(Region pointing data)
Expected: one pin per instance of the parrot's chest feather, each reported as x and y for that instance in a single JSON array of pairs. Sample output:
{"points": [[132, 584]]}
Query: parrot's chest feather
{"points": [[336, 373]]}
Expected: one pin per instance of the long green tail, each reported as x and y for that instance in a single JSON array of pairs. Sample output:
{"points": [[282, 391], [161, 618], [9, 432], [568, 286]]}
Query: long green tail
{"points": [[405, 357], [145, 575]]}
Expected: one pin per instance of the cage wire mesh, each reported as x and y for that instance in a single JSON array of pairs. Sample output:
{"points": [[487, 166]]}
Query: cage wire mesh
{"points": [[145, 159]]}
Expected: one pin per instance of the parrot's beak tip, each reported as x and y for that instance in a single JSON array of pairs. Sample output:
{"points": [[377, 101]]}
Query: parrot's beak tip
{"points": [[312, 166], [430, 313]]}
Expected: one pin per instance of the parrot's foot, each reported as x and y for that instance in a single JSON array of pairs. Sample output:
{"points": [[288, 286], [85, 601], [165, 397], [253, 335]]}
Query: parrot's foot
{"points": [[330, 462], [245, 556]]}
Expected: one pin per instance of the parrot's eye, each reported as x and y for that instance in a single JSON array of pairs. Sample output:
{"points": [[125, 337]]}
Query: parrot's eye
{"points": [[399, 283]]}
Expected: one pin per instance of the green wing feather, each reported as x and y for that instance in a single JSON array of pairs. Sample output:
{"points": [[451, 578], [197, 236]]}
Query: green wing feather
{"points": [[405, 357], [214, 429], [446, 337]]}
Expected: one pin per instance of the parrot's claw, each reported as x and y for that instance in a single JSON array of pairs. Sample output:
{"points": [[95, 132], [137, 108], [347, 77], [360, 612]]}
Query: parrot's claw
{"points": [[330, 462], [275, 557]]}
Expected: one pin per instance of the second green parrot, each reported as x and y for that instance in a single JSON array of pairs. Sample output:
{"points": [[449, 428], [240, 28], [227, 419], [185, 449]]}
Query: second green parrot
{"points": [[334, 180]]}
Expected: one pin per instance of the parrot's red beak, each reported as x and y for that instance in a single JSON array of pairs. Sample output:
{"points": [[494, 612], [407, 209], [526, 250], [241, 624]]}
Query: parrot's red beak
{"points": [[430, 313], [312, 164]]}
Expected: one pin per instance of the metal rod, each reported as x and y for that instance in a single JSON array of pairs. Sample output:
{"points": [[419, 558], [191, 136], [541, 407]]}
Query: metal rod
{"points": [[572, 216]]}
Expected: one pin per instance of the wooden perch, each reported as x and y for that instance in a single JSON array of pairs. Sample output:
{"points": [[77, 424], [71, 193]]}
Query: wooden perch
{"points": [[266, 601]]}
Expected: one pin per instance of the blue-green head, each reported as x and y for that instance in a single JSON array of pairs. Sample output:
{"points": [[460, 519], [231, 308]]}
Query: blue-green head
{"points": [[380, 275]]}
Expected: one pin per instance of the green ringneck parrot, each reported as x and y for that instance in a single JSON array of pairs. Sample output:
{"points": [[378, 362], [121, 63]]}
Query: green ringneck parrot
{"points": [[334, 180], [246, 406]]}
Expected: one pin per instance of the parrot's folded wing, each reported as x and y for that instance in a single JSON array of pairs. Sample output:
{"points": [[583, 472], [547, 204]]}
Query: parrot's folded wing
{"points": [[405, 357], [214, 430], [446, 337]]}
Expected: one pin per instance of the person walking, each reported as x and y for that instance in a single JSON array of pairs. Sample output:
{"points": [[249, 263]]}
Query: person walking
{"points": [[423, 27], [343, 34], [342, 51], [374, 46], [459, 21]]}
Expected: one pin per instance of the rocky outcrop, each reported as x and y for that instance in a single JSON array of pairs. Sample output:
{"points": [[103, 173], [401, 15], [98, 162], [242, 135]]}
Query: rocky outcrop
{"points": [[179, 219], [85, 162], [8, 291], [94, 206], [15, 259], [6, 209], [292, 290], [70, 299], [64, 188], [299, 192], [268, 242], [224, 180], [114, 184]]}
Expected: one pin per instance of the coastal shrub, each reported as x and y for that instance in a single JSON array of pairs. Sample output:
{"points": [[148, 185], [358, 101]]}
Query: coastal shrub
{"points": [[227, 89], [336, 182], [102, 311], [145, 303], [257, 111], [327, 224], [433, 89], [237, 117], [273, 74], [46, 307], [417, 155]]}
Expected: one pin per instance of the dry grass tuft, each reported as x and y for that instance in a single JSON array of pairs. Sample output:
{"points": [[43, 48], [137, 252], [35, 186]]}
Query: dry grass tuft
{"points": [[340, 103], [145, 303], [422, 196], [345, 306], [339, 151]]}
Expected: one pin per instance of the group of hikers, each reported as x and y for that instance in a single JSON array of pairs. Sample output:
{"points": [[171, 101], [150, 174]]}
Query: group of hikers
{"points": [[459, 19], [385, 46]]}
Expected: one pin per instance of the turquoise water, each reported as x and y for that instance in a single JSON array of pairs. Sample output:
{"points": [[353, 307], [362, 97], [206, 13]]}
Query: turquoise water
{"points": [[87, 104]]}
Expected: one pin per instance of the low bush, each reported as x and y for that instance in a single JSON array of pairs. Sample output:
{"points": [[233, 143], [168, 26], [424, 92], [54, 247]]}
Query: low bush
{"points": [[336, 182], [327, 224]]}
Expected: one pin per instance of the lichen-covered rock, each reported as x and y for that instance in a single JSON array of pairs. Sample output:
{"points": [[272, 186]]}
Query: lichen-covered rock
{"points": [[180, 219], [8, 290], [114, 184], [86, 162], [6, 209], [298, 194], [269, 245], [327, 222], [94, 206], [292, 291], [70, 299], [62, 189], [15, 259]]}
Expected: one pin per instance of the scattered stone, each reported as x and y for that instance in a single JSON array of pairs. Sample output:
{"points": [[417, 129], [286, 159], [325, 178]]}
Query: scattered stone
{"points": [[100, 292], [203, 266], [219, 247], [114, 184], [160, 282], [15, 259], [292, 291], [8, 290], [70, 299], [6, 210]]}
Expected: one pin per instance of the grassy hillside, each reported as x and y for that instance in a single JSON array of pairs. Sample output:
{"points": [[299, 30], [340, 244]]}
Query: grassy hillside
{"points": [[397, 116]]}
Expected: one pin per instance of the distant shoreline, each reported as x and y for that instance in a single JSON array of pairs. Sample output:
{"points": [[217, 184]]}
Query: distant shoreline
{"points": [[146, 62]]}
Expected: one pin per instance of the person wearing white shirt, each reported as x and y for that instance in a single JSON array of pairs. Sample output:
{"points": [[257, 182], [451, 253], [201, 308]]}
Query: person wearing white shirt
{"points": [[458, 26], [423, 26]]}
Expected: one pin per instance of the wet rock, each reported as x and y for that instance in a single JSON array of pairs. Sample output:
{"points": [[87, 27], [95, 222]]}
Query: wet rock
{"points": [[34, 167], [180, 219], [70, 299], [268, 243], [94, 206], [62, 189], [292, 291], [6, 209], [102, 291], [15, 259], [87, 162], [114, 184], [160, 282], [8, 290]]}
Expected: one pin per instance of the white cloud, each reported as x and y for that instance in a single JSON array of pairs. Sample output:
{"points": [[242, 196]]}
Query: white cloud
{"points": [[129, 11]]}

Work to complete: All of the records above are to be repeated exactly.

Response to the task:
Expected: one pin per instance of the parrot's chest feather, each reported as x and y for that instance in a single JSON array of pairs. Sample output:
{"points": [[132, 584]]}
Query: parrot's chest feather
{"points": [[336, 373]]}
Expected: one pin per instance of the long green tail, each reported as x and y for that instance in a single JSON array of pairs. Sample output:
{"points": [[282, 391], [161, 618], [9, 432], [568, 286]]}
Query: long green tail
{"points": [[405, 357], [145, 575]]}
Expected: one pin per instance of the cage wire mesh, each reported as x and y for that instance in a single JSON array of pairs. Sample output:
{"points": [[487, 166]]}
Query: cage wire mesh
{"points": [[145, 159]]}
Expected: one pin per instance of the parrot's beak tip, each reported as x and y for that instance in a single JSON array of pairs. Sample output:
{"points": [[377, 101]]}
Query: parrot's beak tip
{"points": [[312, 166], [430, 313]]}
Expected: one pin per instance of the parrot's foot, each reported as x and y for that instance in a single JSON array of pairs. Sample output:
{"points": [[288, 286], [85, 601], [165, 397], [253, 335]]}
Query: parrot's foot
{"points": [[330, 462], [245, 556]]}
Expected: one pin per instance of the parrot's eye, each reported as x and y for that instance in a single JSON array of pairs. Sample output:
{"points": [[125, 337]]}
Query: parrot's eye
{"points": [[399, 283]]}
Expected: one pin per instance of the green wing feather, each reported as x and y for that instance in a single JSON array of pairs. Sample output:
{"points": [[451, 578], [197, 236]]}
Query: green wing feather
{"points": [[405, 357], [214, 429], [446, 337]]}
Expected: one pin per instance of the parrot's claw, each reported as x and y for that instance in a single JSON array of pairs. Sample output:
{"points": [[95, 132], [137, 108], [347, 77], [360, 612]]}
Query: parrot's claw
{"points": [[330, 462], [275, 557]]}
Expected: one pin per instance of the second green parrot, each reported as x and y for that instance in a single JSON array of pairs. Sample output:
{"points": [[449, 428], [240, 28], [227, 419], [185, 449]]}
Query: second green parrot
{"points": [[334, 180]]}
Expected: one pin per instance of the parrot's red beak, each reported as x and y for that instance in a single JSON array of pairs. Sample output:
{"points": [[494, 612], [407, 209], [526, 250], [241, 624]]}
Query: parrot's red beak
{"points": [[430, 313], [312, 164]]}
Expected: one pin per instance of the metal rod, each reported as x and y for that instance in a single JSON array of pairs. Sample output:
{"points": [[419, 558], [191, 136], [541, 407]]}
Query: metal rod
{"points": [[572, 216]]}
Expected: one pin per instance of the wooden perch, each reported as x and y for that instance in a single JSON array of pairs. Sample output:
{"points": [[77, 424], [71, 193]]}
Query: wooden perch
{"points": [[266, 601]]}
Expected: one pin per instance of the blue-green head, each reported as x and y for that instance in a single JSON array of pairs. Sample output:
{"points": [[460, 519], [231, 308]]}
Query: blue-green head
{"points": [[380, 275]]}
Expected: one pin per instance of the green ringneck parrot, each reported as x and y for that instance in a single JSON array of pairs. Sample output:
{"points": [[378, 362], [121, 63]]}
Query: green ringneck parrot
{"points": [[334, 180], [246, 406]]}
Expected: one pin per instance of the parrot's folded wing, each reported as x and y for that instance in a single JSON array of pairs. Sample output:
{"points": [[583, 472], [547, 204]]}
Query: parrot's folded wing
{"points": [[405, 357], [214, 430], [446, 337]]}
Expected: one pin per instance of the person walking, each reported as x and y for that instance in a single JSON array of pairs. Sample output:
{"points": [[249, 263]]}
Query: person walking
{"points": [[423, 27], [343, 34], [342, 51], [374, 46], [459, 21]]}
Expected: one pin per instance of the rocky outcrop, each reported as x and y for that instance in a single JSON array of pairs. Sample output:
{"points": [[103, 173], [401, 15], [98, 162], [242, 135]]}
Query: rocky outcrop
{"points": [[179, 219], [85, 162], [8, 291], [94, 206], [15, 259], [6, 209], [292, 290], [70, 299], [64, 188], [299, 192], [268, 242], [224, 180], [114, 184]]}
Expected: one pin per instance of the coastal shrub, each reported as x and y for that instance in a single JSON array of pairs. Sample output:
{"points": [[148, 185], [358, 101]]}
Query: coastal shrub
{"points": [[227, 89], [336, 182], [102, 311], [145, 303], [257, 111], [327, 224], [433, 89], [237, 117], [273, 74], [46, 307], [417, 155]]}
Expected: one pin per instance of the dry grass tuft, each reported as x and y for that instance in a single JSON array of pairs. Sample output:
{"points": [[43, 48], [137, 252], [35, 186]]}
Query: dry grass tuft
{"points": [[340, 103], [145, 303], [422, 196], [345, 306], [339, 151]]}
Expected: one pin per instance of the group of hikers, each reported as x and y for that instance in a single JSON array of pairs. Sample output:
{"points": [[171, 101], [150, 174]]}
Query: group of hikers
{"points": [[459, 19], [385, 46]]}
Expected: one pin per instance of the turquoise water, each reported as x and y for that instance in a single JSON array of pairs. Sample output:
{"points": [[353, 307], [362, 97], [206, 13]]}
Query: turquoise water
{"points": [[87, 104]]}
Expected: one pin per instance of the low bush, each reported as x and y for that instance in a single JSON array of pairs. Sample output:
{"points": [[233, 143], [168, 26], [424, 92], [54, 247]]}
Query: low bush
{"points": [[336, 182], [327, 224]]}
Expected: one pin per instance of the lichen-covered rock, each reported as x and y for that instance in a single JSON array of pairs. Sample output:
{"points": [[272, 186]]}
Query: lichen-covered rock
{"points": [[180, 219], [8, 290], [114, 184], [86, 162], [6, 209], [298, 194], [269, 245], [327, 222], [94, 206], [292, 291], [70, 299], [62, 189], [15, 259]]}
Expected: one pin per instance of the scattered stone, each reported as x and y for that instance in a single JSON array of pairs. Sample output:
{"points": [[417, 129], [286, 159], [325, 178]]}
Query: scattered stone
{"points": [[100, 292], [203, 266], [219, 247], [114, 184], [160, 282], [15, 259], [292, 291], [8, 290], [70, 299], [6, 210]]}
Expected: one pin per instance of the grassy hillside, each reported as x and y for that instance in a single JSON array of pairs. Sample output:
{"points": [[299, 30], [340, 244]]}
Query: grassy hillside
{"points": [[397, 116]]}
Expected: one pin per instance of the distant shoreline, each reported as x and y for that instance in a single JSON array of pairs. Sample output:
{"points": [[217, 184]]}
Query: distant shoreline
{"points": [[146, 62]]}
Expected: one pin per instance of the person wearing white shirt, each reported as x and y for that instance in a single JSON array of pairs. Sample output:
{"points": [[257, 182], [451, 253], [201, 308]]}
Query: person wearing white shirt
{"points": [[458, 26], [423, 26]]}
Expected: one pin per instance of the wet rock, each reported as x and y for that instance in a single JSON array of pairs. Sample output:
{"points": [[87, 27], [95, 222]]}
Query: wet rock
{"points": [[34, 167], [180, 219], [70, 299], [268, 243], [94, 206], [62, 189], [292, 291], [6, 209], [102, 291], [15, 259], [87, 162], [114, 184], [160, 282], [8, 290]]}
Expected: one pin per instance of the white cloud, each reported as x and y for that instance in a single JSON array of pairs. Sample output:
{"points": [[242, 196]]}
Query: white cloud
{"points": [[129, 11]]}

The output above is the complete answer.